A Methodology for Retiring Products - craigkerstiens
http://neovintage.org/2016/01/24/a-methodology-for-retiring-products/
======
cheez
Here's my strategy, which seems to work. Build product A to the point where it
can run on its own with a skeleton support team.

Build product B such as if it is a completely new product. Incentivize people
to move from A to B. Don't bitch if they don't. They'll keep paying you and
won't cost you much to support.

If the domain changes such that it requires drastic changes to product A, then
you didn't do step 1 properly.

It's working so far for the product I have now. The biggest complaint is "Hey,
I hate the way you did X, I want the other one back." "OK, here you go:
<url>".

They keep paying.

I don't understand it. The new one is awesome. Ah well.

● **EXERCISES**
1: Reproduce the portion of the thread on retiring products starting at "It's working so" and ending at "They keep paying.".
2: Carry the thread about retiring products forward from its last line.

● **DATA SECTION**
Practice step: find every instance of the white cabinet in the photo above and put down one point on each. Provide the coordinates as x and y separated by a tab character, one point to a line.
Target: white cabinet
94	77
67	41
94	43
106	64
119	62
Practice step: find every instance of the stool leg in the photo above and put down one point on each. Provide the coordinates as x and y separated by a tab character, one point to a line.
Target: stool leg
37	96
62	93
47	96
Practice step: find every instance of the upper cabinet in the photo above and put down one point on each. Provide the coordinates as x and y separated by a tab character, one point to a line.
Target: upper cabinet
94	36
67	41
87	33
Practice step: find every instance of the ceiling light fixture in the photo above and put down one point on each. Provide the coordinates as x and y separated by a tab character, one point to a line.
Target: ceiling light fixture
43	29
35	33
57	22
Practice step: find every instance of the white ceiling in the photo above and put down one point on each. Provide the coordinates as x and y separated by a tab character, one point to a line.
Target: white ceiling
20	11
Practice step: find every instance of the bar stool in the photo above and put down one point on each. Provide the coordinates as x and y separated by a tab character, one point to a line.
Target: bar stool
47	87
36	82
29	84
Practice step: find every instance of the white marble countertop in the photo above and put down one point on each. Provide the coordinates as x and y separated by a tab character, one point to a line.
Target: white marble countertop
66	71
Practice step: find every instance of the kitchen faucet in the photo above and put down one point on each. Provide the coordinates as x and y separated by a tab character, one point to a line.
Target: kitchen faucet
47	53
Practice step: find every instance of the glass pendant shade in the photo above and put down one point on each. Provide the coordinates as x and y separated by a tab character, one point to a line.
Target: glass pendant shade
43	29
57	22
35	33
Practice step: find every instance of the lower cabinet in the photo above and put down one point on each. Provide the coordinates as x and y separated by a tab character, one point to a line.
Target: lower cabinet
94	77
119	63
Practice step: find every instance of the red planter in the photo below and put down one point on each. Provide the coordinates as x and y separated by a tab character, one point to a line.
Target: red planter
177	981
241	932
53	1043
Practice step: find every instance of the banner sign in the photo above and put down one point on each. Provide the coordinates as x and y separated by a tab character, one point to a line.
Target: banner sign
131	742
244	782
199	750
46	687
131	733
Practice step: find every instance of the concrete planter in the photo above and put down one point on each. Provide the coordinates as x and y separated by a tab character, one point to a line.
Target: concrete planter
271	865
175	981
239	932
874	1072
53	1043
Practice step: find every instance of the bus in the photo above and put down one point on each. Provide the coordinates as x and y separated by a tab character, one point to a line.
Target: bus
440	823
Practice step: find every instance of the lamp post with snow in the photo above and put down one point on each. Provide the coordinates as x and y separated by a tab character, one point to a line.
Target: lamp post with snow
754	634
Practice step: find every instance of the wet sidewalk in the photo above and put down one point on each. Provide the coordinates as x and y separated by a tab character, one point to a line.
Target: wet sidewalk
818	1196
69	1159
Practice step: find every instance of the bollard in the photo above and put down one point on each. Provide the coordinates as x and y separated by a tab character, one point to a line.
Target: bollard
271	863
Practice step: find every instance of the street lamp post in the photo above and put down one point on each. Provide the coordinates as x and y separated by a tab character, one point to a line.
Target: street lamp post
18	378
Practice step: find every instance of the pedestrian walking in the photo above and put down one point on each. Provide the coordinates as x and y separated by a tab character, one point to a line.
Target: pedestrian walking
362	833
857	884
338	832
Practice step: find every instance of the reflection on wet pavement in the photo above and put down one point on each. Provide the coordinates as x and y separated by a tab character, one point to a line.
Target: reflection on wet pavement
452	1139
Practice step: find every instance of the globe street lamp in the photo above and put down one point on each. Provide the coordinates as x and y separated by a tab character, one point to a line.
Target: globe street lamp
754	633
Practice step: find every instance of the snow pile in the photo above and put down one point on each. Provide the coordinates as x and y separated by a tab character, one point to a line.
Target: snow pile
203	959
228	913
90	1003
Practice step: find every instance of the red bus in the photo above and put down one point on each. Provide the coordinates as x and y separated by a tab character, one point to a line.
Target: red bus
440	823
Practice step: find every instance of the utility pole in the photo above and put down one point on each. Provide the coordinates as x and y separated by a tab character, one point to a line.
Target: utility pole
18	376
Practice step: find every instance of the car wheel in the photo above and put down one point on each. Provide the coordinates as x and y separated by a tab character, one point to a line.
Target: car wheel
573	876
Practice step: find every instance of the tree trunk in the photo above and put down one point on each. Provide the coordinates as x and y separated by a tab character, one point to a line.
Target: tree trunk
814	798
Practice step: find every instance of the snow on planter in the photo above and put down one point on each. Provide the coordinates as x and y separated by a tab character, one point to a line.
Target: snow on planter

● **EXERCISE ANSWERS**
1:
It's working so far for the product I have now. The biggest complaint is "Hey,
I hate the way you did X, I want the other one back." "OK, here you go:
<url>".

They keep paying.

2:
------
mud_dauber
It helps if your industry has an accepted framework for EOLs. Semiconductors,
for example, has a commonly used spec with recommended data, timeframes and
communication styles.

It also helps if you risk-manage your supply chain. Most of the hardware EOLs
that I've seen involve a 3rd party supplier suddenly shelving a factory or
piece of equipment with little notice.

------
perflexive
>Recommendations for moving to another service.

I think the article understates the importance of this. As a customer, I won't
be nearly as upset about a product being killed if you show me some good
alternatives, so that's critical.